> READING PASSAGE

I see what you mean. Of course, the "little man" automatically calls to mind a leprechaun-like figure.

Many of those must have been ordinary words at one point, don't you think? Then they were modified with in and un and non and the like, and somehow the root words fell out of use, perhaps because better words came along for the positive form of the adjective but no better negative forms emerged.


Front-Ranger:
Yes, I agree. They also sound Shakespearean, especially "couth".

Front-Ranger:
In this week's issue, the fiction offering is "The Alaska of Giants and Gods", by Dave Eggers. I have read his books before, and if this story is an excerpt from an upcoming book, I will probably read it. Although it is yet another commentary on the breakdown of families and civilization as we know it, he does manage to convey the depths of a woman's psyche admirably. The writing is rather quirky as it always is with Eggers. Stream of consciousness, but the exact opposite of Joycean. It can be offputting but I warmed up as the story went along and it had a very strong finish. I've often felt exactly like the protagonist, Josie, adrift (literally) and thinking "these people are nuts!"

serious crayons:
How did I miss that? I went through the table of contents and didn't notice his byline. I must be so used to skipping the "Fiction" section.

I see it now, though, and will probably also read it. I've read only one of his books, his memoir, but it was good. I'd rather read him than Tom Hanks any day (from what I heard about the Tom Hanks story).

> GIVEN EXERCISE 1
Shorten the paragraph of the forum thread that begins "In this week's issue," keeping its main facts.
> GIVEN EXERCISE 2
In the forum thread, which of Eggers's books has serious crayons read?

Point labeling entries
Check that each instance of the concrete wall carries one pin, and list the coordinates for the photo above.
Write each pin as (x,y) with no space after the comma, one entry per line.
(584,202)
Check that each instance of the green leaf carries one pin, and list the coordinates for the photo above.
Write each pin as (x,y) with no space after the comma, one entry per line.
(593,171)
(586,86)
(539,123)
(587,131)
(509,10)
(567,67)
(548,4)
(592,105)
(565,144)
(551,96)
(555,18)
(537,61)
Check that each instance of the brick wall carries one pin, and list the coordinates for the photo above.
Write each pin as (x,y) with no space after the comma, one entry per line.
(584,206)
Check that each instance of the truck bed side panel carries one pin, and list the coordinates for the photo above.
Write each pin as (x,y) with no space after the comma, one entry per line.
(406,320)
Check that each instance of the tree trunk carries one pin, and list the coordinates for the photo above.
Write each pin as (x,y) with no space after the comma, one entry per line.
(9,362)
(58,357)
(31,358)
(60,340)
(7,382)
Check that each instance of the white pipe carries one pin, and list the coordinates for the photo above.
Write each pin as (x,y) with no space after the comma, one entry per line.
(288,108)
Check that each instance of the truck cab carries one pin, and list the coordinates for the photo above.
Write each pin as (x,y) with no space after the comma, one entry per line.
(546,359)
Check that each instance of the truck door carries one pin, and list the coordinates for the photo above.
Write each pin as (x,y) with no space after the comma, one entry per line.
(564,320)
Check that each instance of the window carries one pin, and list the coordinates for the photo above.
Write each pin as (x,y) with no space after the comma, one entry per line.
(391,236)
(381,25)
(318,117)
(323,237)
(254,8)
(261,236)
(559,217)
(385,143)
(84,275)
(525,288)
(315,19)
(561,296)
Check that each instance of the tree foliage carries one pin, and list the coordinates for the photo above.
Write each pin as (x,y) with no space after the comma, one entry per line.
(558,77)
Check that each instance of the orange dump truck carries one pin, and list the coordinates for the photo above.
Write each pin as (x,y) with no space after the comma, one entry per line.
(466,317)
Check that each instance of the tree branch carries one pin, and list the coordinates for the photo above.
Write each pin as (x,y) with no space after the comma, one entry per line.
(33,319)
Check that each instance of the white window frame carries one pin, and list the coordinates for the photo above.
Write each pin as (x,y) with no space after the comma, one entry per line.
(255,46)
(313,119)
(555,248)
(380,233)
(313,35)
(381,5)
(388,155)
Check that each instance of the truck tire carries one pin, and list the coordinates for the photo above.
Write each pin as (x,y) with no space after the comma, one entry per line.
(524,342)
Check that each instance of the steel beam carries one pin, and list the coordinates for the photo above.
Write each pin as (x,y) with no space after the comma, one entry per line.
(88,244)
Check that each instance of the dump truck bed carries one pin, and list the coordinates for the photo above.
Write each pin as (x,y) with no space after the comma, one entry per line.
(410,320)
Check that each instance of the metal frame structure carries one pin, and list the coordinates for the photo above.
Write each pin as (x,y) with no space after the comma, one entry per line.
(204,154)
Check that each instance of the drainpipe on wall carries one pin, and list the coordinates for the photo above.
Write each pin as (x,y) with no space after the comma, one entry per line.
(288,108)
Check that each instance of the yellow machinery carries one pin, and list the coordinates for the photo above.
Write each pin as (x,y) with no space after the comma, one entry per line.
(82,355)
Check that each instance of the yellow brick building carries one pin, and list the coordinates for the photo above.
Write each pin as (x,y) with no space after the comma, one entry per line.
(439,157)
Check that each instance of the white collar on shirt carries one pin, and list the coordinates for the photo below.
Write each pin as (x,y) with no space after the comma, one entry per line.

> FULL ANSWER 1
This week's fiction is "The Alaska of Giants and Gods" by Dave Eggers. The reviewer has read his books before and would likely read a book this came from. Though it is another commentary on the breakdown of families and civilization, it conveys a woman's psyche admirably. The writing is quirky, stream of consciousness but the opposite of Joycean, and can be offputting, yet the story grew on the reviewer and finished very strongly. The reviewer has often felt like the protagonist, Josie: adrift and thinking "these people are nuts!"

> FULL ANSWER 2
His memoir.